Recorded data:
>>>

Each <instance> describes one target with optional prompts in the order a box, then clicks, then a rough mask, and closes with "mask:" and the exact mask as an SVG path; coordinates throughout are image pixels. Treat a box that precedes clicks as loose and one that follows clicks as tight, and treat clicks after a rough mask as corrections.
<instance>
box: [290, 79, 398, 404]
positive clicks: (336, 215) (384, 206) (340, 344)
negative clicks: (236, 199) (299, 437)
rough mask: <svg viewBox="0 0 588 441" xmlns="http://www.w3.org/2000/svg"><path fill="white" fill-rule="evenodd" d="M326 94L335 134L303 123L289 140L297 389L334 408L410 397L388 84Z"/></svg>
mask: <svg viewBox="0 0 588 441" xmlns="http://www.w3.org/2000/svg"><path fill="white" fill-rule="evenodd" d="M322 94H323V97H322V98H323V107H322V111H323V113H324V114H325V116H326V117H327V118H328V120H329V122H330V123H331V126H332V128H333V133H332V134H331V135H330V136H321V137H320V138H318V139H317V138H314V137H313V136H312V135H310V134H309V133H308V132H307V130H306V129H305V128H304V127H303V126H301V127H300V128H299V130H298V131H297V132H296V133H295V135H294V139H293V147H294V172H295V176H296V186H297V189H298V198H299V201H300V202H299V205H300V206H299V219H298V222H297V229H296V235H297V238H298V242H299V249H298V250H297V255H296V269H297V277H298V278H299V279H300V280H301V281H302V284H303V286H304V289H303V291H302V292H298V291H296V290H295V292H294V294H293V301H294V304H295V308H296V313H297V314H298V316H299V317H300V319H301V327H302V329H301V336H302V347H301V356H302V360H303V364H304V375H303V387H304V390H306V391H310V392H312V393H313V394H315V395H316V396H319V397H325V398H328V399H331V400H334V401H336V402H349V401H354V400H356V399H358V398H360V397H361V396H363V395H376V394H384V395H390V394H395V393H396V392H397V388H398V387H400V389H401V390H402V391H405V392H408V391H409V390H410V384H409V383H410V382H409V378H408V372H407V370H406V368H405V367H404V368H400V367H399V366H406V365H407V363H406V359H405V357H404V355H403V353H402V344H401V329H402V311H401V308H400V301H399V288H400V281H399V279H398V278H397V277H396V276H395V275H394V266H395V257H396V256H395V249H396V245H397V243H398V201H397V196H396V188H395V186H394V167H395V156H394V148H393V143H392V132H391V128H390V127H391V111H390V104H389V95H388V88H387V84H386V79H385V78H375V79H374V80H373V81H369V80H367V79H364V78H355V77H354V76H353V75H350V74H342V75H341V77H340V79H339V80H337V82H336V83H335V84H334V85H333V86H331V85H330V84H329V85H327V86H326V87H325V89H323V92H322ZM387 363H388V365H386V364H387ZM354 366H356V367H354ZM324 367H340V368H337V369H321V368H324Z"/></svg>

<<<

# Problem to work on:
A word-for-word copy of the data above is the goal, so set it all down again.

# Answer section:
Each <instance> describes one target with optional prompts in the order a box, then clicks, then a rough mask, and closes with "mask:" and the exact mask as an SVG path; coordinates throughout are image pixels. Treat a box that precedes clicks as loose and one that follows clicks as tight, and treat clicks after a rough mask as corrections.
<instance>
box: [290, 79, 398, 404]
positive clicks: (336, 215) (384, 206) (340, 344)
negative clicks: (236, 199) (299, 437)
rough mask: <svg viewBox="0 0 588 441" xmlns="http://www.w3.org/2000/svg"><path fill="white" fill-rule="evenodd" d="M326 94L335 134L303 123L289 140L297 389L334 408L410 397L388 84Z"/></svg>
mask: <svg viewBox="0 0 588 441" xmlns="http://www.w3.org/2000/svg"><path fill="white" fill-rule="evenodd" d="M322 94H323V97H322V98H323V107H322V111H323V113H324V114H325V116H326V117H327V118H328V120H329V122H330V123H331V126H332V128H333V133H332V134H331V135H330V136H321V137H320V138H318V139H317V138H314V137H313V136H312V135H310V134H309V133H308V132H307V130H306V129H305V128H304V127H303V126H301V127H300V128H299V130H298V131H297V132H296V133H295V135H294V139H293V147H294V172H295V176H296V186H297V189H298V198H299V201H300V202H299V205H300V206H299V219H298V222H297V229H296V235H297V238H298V242H299V249H298V250H297V255H296V269H297V277H298V278H299V279H300V280H301V281H302V284H303V286H304V289H303V291H302V292H298V291H296V290H295V292H294V294H293V301H294V304H295V308H296V313H297V314H298V316H299V317H300V319H301V327H302V329H301V336H302V347H301V356H302V360H303V364H304V375H303V387H304V390H306V391H310V392H312V393H313V394H315V395H316V396H319V397H325V398H328V399H331V400H334V401H336V402H349V401H354V400H356V399H358V398H360V397H361V396H363V395H376V394H384V395H390V394H395V393H396V392H397V388H398V387H400V389H401V390H402V391H405V392H408V391H409V390H410V384H409V383H410V382H409V378H408V372H407V370H406V368H405V367H404V368H400V367H399V366H406V365H407V363H406V359H405V357H404V355H403V353H402V344H401V329H402V311H401V308H400V301H399V288H400V281H399V279H398V278H397V277H396V276H395V275H394V266H395V257H396V256H395V249H396V245H397V243H398V201H397V196H396V188H395V186H394V167H395V156H394V148H393V143H392V132H391V128H390V127H391V111H390V104H389V95H388V88H387V84H386V79H385V78H375V79H374V80H373V81H369V80H367V79H364V78H355V77H354V76H353V75H350V74H342V75H341V77H340V79H339V80H337V82H336V83H335V84H334V85H333V86H331V85H330V84H329V85H327V86H326V87H325V89H323V92H322ZM387 363H388V365H386V364H387ZM354 366H356V367H354ZM324 367H340V368H337V369H321V368H324Z"/></svg>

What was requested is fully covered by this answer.